- _Activities_:
A. In the passage on Godfrey Hounsfield, who shared the 1979 Nobel Prize for Physiology or Medicine with him?
B. Pick up the passage on Godfrey Hounsfield after its final sentence and write what comes next.

Sir Godfrey Newbold Hounsfield CBE (28 August 1919 – 12 August 2004) was an English electrical engineer who shared the 1979 Nobel Prize for Physiology or Medicine with Allan McLeod Cormack for his part in developing the diagnostic technique of computerized axial tomography (CAT).
His name is immortalised in the Hounsfield scale, a quantitative measure of radiodensity used in evaluating CAT scans. The scale is defined in Hounsfield units (symbol HF), running from air at -1000 HF, through water at 0 HF, and up to bone at +1000 HF.
While on an outing in the country, Hounsfield came up with the idea that one could determine what was inside a box by taking X-ray readings at all angles around the object.
He then set to work constructing a computer that could take input from X-rays at various angles to create an image of the object in "slices". Applying this possibility to the medical field led him to propose what is now known as computerized axial tomography. At the time, Hounsfield was not aware of the work that Cormack had done on the theoretical mathematics for such a device.

- _Dataset entries_:
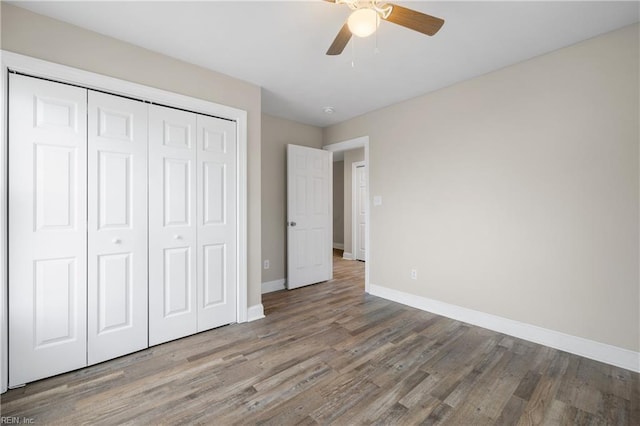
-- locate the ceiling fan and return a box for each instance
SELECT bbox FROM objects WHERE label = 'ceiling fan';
[325,0,444,55]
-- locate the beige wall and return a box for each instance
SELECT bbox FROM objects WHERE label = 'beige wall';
[0,2,261,306]
[324,25,640,351]
[344,148,364,257]
[333,161,344,245]
[262,114,322,283]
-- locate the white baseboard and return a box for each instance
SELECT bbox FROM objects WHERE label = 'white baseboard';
[369,284,640,372]
[247,303,264,322]
[262,278,286,294]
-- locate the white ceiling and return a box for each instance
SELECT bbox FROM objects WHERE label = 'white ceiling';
[14,0,640,127]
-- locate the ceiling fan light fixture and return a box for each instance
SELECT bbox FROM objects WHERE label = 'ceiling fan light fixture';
[347,9,380,37]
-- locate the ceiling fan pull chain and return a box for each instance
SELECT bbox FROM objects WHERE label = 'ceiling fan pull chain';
[351,39,356,68]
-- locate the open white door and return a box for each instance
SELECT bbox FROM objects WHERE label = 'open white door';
[287,145,333,290]
[351,161,367,261]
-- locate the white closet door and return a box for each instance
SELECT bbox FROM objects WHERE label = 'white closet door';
[197,115,237,331]
[87,91,148,364]
[9,75,87,386]
[149,105,197,345]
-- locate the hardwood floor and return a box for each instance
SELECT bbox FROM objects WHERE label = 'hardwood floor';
[0,251,640,425]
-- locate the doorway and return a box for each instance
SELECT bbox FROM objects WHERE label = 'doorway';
[323,136,371,292]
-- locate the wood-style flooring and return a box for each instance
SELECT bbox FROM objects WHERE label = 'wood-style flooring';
[0,251,640,425]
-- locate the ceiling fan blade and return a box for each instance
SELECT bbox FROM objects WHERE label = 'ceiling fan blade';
[387,3,444,35]
[327,23,351,55]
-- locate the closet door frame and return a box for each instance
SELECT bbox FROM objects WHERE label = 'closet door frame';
[0,50,250,392]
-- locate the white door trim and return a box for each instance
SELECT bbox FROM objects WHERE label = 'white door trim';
[351,161,369,260]
[322,136,371,293]
[0,50,248,391]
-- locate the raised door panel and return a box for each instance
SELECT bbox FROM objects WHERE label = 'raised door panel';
[87,91,148,364]
[287,145,333,289]
[149,105,198,345]
[197,115,237,331]
[9,74,87,386]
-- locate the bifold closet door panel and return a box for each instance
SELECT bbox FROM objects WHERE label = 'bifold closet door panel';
[9,74,87,386]
[87,90,148,364]
[149,105,197,345]
[197,115,237,331]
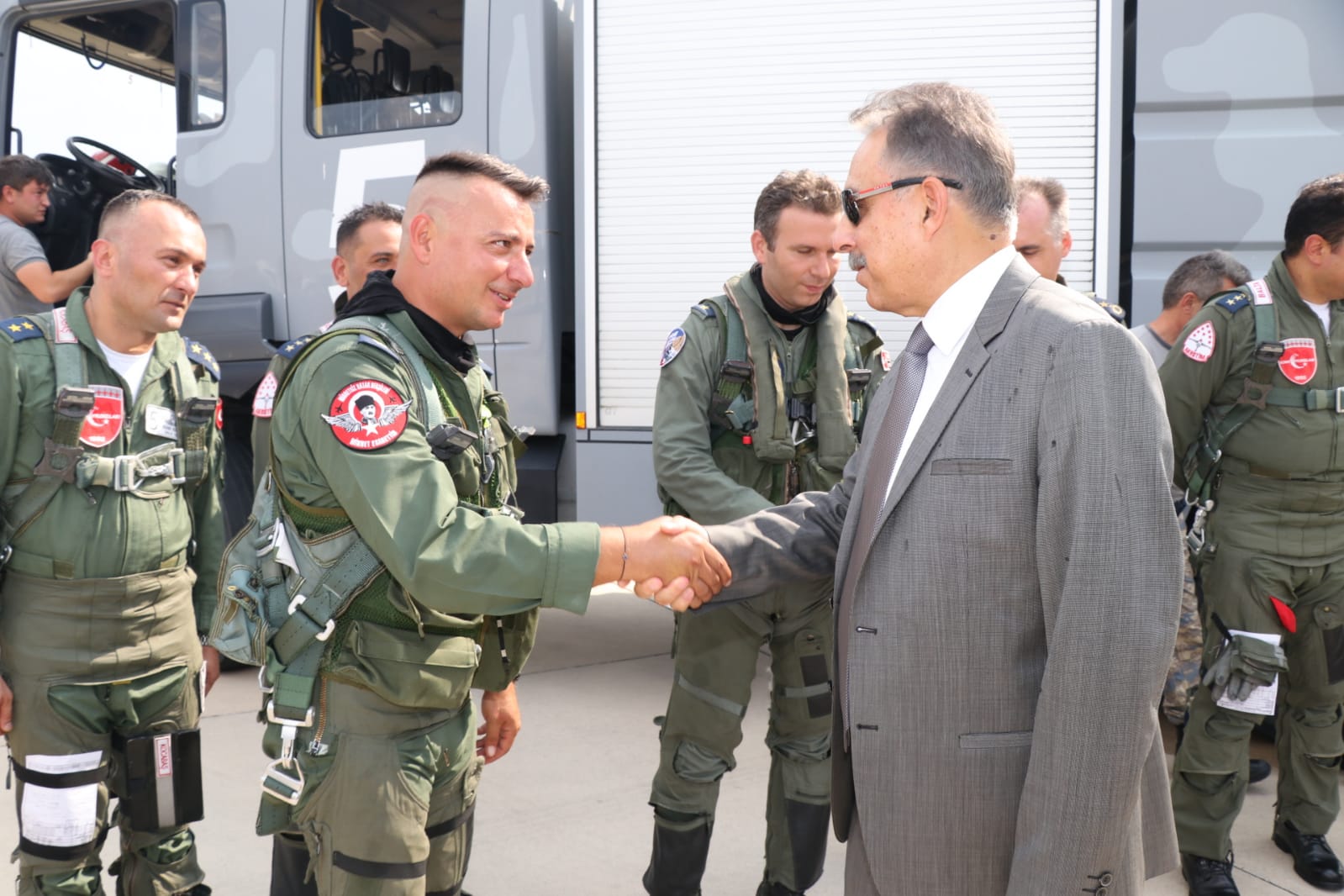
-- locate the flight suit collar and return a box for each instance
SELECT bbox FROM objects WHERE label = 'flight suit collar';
[66,287,182,382]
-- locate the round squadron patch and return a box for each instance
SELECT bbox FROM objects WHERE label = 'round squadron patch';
[79,386,126,447]
[659,326,685,366]
[253,371,280,418]
[323,380,411,451]
[1180,321,1218,364]
[1278,339,1315,386]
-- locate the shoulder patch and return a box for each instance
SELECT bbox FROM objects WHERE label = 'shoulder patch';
[1210,289,1252,314]
[659,326,685,366]
[323,380,411,451]
[276,333,314,360]
[0,317,42,343]
[182,339,219,382]
[1180,321,1218,364]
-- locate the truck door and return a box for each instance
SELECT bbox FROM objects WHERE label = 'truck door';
[281,0,489,339]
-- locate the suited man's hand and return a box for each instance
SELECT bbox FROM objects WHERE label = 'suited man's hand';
[598,517,732,611]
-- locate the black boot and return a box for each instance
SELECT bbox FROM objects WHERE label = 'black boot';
[644,809,709,896]
[1180,853,1241,896]
[1274,818,1344,889]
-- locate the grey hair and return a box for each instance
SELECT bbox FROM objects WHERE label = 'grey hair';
[1162,249,1252,310]
[1015,175,1068,240]
[850,81,1017,227]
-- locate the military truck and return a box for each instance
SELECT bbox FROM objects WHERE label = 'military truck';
[0,0,1344,531]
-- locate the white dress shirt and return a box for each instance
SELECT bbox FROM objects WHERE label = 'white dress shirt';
[887,245,1017,504]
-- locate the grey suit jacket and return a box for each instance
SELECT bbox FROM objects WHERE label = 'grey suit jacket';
[709,259,1182,896]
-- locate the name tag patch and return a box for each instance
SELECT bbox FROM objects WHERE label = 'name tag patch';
[145,404,177,442]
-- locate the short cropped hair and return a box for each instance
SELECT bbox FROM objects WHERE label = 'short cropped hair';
[336,203,402,256]
[1015,176,1068,240]
[1162,249,1252,310]
[0,155,51,189]
[98,189,200,239]
[415,150,551,203]
[1283,173,1344,258]
[752,169,840,251]
[850,82,1017,227]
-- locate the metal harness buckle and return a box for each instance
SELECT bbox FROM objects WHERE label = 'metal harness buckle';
[112,447,187,492]
[289,593,336,640]
[261,756,303,806]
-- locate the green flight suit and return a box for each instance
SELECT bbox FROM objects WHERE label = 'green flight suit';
[1158,256,1344,861]
[644,271,884,896]
[0,293,224,896]
[258,303,598,896]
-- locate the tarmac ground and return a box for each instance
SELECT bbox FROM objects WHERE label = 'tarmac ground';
[0,588,1327,896]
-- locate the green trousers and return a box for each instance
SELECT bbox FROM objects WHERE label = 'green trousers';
[646,583,832,894]
[1172,544,1344,860]
[283,681,484,896]
[0,568,208,896]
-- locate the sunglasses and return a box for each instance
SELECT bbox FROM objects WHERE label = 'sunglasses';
[840,175,961,224]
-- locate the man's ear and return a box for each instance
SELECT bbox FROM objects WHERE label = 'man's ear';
[751,229,770,265]
[920,177,951,239]
[91,236,117,278]
[406,213,435,265]
[332,256,350,289]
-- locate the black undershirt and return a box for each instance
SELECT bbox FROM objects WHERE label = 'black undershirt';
[751,265,836,343]
[336,270,477,375]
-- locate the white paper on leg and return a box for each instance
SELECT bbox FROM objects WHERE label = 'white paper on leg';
[18,750,103,846]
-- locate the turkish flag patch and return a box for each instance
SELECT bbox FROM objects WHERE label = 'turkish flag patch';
[79,386,126,447]
[323,380,411,451]
[1278,339,1315,386]
[1180,321,1218,364]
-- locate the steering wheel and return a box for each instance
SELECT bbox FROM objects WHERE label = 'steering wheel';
[66,137,168,193]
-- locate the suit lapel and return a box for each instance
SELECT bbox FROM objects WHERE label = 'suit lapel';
[865,258,1037,559]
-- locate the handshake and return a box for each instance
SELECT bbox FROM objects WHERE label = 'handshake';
[593,516,732,611]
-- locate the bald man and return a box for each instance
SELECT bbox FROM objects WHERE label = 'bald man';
[234,153,729,896]
[0,191,224,896]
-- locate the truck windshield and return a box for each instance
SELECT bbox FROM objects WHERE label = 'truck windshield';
[309,0,464,137]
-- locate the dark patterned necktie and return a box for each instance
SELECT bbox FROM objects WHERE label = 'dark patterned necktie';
[836,324,933,750]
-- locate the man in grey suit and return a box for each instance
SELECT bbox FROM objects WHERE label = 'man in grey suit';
[640,83,1182,896]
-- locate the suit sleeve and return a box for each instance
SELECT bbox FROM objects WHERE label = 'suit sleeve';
[191,380,224,637]
[1005,321,1182,896]
[271,340,598,615]
[698,454,859,613]
[653,313,770,523]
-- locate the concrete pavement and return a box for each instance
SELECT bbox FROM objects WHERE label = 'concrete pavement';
[0,590,1344,896]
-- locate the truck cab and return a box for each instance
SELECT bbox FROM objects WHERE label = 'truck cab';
[0,0,572,525]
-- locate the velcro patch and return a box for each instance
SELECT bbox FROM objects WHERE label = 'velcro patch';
[51,308,79,345]
[659,326,685,366]
[1278,339,1315,386]
[1246,279,1274,305]
[1180,321,1218,364]
[323,380,411,451]
[0,317,42,343]
[79,386,126,447]
[187,339,219,382]
[253,371,280,419]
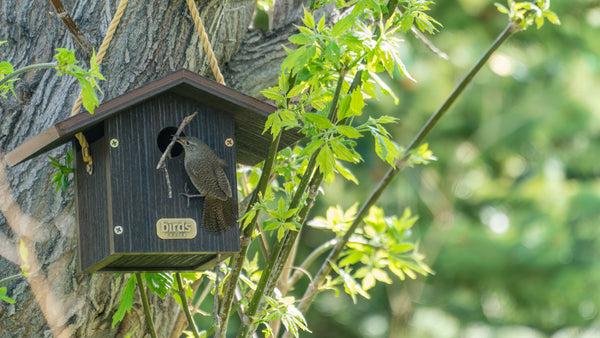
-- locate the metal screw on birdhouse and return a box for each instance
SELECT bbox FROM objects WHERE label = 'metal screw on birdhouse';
[115,225,123,235]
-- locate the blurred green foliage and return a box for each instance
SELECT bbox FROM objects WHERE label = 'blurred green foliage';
[301,0,600,337]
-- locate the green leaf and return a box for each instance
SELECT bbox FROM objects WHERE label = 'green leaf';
[494,2,508,14]
[288,33,315,45]
[0,62,15,78]
[335,161,358,185]
[350,89,365,116]
[286,82,308,98]
[300,138,325,156]
[304,113,333,129]
[317,15,325,32]
[317,146,335,182]
[336,126,363,138]
[0,286,15,304]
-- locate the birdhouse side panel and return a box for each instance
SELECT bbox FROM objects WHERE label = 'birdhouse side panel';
[106,93,239,264]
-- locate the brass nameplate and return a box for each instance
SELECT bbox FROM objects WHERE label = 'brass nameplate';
[156,218,197,239]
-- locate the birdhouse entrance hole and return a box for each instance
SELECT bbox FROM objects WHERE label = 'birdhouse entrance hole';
[156,127,186,158]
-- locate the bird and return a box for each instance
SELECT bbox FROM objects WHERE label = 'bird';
[175,136,238,234]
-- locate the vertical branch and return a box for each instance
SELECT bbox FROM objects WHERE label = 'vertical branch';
[175,272,200,338]
[50,0,92,54]
[135,272,156,338]
[215,133,281,338]
[238,69,350,337]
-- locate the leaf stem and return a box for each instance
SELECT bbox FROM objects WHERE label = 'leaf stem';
[238,69,348,338]
[215,133,281,338]
[0,274,23,285]
[298,23,518,313]
[175,272,200,338]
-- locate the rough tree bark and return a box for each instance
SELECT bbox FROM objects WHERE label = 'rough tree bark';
[0,0,332,337]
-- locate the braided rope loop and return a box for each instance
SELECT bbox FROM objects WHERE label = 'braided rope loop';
[186,0,225,85]
[71,0,128,175]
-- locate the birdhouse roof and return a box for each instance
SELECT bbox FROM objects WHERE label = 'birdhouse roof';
[4,69,299,167]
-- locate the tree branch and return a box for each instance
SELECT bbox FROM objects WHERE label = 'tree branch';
[175,272,200,338]
[298,23,518,313]
[135,272,156,338]
[50,0,93,54]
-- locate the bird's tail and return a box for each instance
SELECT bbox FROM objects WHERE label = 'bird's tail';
[202,197,238,234]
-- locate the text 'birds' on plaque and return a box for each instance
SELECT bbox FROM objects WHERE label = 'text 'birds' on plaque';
[5,70,298,273]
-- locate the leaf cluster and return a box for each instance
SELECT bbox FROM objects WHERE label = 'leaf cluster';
[494,0,560,29]
[48,150,75,192]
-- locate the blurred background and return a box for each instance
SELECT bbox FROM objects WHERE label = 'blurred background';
[258,0,600,338]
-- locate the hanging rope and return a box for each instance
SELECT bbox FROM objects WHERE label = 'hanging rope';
[185,0,225,85]
[71,0,128,175]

- _Written answers_:
A. Allan McLeod Cormack

B.
The prototype CT scannerHounsfield built the prototype head scanner and tested it first on a preserved human brain, then on a fresh cow brain from a butcher shop, and later on himself. In September 1971, CAT scanning was introduced into medical practice with a successful scan on a cerebral cyst patient at Atkinson Morley's Hospital in Wimbledon, London, United Kingdom. In 1975, Hounsfield built a whole-body scanner.